Challenge>
Rewrite these lines with "brass" changed to "steel", keeping everything else unchanged.

[Part of a data file]
_____

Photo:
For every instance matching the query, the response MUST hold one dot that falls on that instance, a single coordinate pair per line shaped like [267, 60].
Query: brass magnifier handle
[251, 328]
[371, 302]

_____

Output of the exercise>
Photo:
For every instance matching the query, the response MUST hold one dot that falls on that instance, a single coordinate pair per line shaped like [267, 60].
Query: steel magnifier handle
[251, 328]
[371, 302]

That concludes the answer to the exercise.